**Short problem**. Rewrite only the lines of the listing from the one containing "Exercise. Mark the gloved" through the end of the listing, swapping "one per line" for "each on its own line" and leaving everything else unchanged.

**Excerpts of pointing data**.
________________

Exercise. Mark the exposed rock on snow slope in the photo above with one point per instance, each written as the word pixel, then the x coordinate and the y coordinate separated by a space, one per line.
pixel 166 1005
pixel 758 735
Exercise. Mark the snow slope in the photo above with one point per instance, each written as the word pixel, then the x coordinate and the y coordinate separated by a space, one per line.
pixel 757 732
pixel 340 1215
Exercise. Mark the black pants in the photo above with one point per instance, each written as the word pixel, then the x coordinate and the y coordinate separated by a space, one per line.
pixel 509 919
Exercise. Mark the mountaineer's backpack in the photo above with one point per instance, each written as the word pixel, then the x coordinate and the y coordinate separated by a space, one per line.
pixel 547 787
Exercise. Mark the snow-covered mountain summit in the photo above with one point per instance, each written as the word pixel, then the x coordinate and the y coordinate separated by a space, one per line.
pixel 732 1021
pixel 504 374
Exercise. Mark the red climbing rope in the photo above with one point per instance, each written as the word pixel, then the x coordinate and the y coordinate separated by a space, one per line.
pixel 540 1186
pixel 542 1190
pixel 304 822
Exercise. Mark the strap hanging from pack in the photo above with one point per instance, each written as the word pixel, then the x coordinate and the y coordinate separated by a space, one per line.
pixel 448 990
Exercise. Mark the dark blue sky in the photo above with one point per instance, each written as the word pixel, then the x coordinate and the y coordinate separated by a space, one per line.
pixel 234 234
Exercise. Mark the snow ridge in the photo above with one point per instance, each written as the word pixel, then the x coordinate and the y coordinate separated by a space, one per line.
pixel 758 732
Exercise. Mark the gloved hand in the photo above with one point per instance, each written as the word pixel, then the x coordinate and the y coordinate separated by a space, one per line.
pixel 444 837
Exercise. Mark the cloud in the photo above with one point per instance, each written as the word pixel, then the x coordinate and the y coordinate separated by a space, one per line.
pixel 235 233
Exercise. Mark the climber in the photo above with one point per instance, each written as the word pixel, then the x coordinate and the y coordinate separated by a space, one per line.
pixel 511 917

________________

**Task answer**.
Exercise. Mark the gloved hand in the photo above with one point per instance, each written as the word pixel, then the x coordinate and the y coordinate separated by a space, each on its own line.
pixel 444 837
Exercise. Mark the cloud in the photo above with one point per instance, each written as the word pixel, then the x coordinate and the y coordinate separated by a space, each on its own line.
pixel 235 233
Exercise. Mark the climber in the photo above with one point per instance, each written as the word pixel, then the x coordinate and the y coordinate separated by a space, each on its own line.
pixel 511 917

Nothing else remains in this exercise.